What the exercise asks: Among the entries below, find the lines with the word "rough" and return them.

Stored records:
- Opening Delimiter -

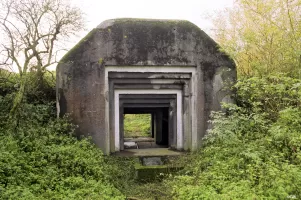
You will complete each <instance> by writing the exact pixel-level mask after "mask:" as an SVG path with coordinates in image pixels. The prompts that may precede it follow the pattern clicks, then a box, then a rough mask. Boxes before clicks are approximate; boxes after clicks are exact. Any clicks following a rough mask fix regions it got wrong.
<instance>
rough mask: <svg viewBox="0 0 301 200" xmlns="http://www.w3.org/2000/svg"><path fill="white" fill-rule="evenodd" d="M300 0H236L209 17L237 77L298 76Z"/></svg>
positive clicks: (296, 76)
mask: <svg viewBox="0 0 301 200" xmlns="http://www.w3.org/2000/svg"><path fill="white" fill-rule="evenodd" d="M300 11H301V0H289V1H288V0H285V1H284V0H237V1H235V2H234V5H233V6H232V7H231V8H227V9H225V10H224V11H223V12H221V13H220V14H219V15H217V16H215V17H214V19H213V24H214V26H215V27H214V34H215V39H216V41H217V42H218V43H219V44H220V45H221V47H222V49H223V50H225V52H227V53H228V54H229V55H231V57H232V58H233V59H234V60H235V62H236V64H237V70H238V74H239V75H241V76H249V77H251V76H254V75H258V76H262V77H264V76H266V75H271V74H273V73H279V72H282V73H288V74H289V75H290V76H292V77H299V78H300V77H301V57H300V56H301V40H300V37H301V26H300V17H301V12H300Z"/></svg>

- Closing Delimiter -

Solution to the problem:
You will complete each <instance> by writing the exact pixel-level mask after "mask:" as an SVG path with coordinates in image pixels. The prompts that may precede it follow the pattern clicks, then a box, then a rough mask. Boxes before clicks are approximate; boxes after clicks are exact. Any clicks following a rough mask fix regions it got wrong.
rough mask: <svg viewBox="0 0 301 200" xmlns="http://www.w3.org/2000/svg"><path fill="white" fill-rule="evenodd" d="M300 0H236L209 17L237 77L298 76Z"/></svg>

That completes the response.